:: PROBLEM REQUIREMENTS ::
An exact repetition of the data is required; no picture should appear in it.

(Excerpts from a dataset)
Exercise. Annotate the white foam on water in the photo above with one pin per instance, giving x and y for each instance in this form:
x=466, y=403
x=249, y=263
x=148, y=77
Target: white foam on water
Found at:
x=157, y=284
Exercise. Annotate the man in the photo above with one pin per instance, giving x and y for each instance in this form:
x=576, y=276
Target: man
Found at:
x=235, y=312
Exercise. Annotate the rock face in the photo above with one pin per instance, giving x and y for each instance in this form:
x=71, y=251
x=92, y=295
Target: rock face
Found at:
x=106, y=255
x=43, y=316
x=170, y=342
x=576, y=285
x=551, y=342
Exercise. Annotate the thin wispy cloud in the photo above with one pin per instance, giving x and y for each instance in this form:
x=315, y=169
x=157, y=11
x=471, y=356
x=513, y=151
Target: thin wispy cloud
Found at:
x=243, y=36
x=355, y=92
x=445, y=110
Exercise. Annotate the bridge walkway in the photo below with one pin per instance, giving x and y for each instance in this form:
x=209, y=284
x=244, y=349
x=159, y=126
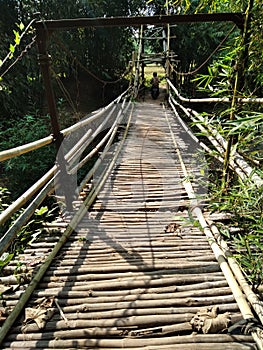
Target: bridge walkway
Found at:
x=136, y=273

:: ANSWER BELOW ::
Exercise. Annotate the white foam on water in the photo above with one pin per instance, giving x and y for each instance in this form:
x=466, y=403
x=249, y=263
x=148, y=77
Target: white foam on water
Found at:
x=157, y=284
Exercise. Annotate the man in the photo above with one pin per instance, giving x and y for each instance in this form:
x=576, y=276
Target: man
Found at:
x=235, y=312
Exercise. Annotate the rock face in the photo above with one pin per instance, giving x and y for each instance in this form:
x=71, y=251
x=92, y=295
Target: rock face
Found at:
x=106, y=255
x=43, y=316
x=170, y=342
x=576, y=285
x=551, y=342
Exercise. Annotate the thin wispy cloud in the photo above with one pin per instance, giving x and y for each instance in this form:
x=315, y=169
x=157, y=11
x=471, y=356
x=513, y=151
Target: thin wispy cloud
Found at:
x=243, y=36
x=355, y=92
x=445, y=110
Exercise. Annotate the bridge walkway in the photo below with one pin per instance, giving x and y for each instance in this form:
x=209, y=284
x=244, y=349
x=159, y=126
Target: bridge walkway
Found at:
x=136, y=273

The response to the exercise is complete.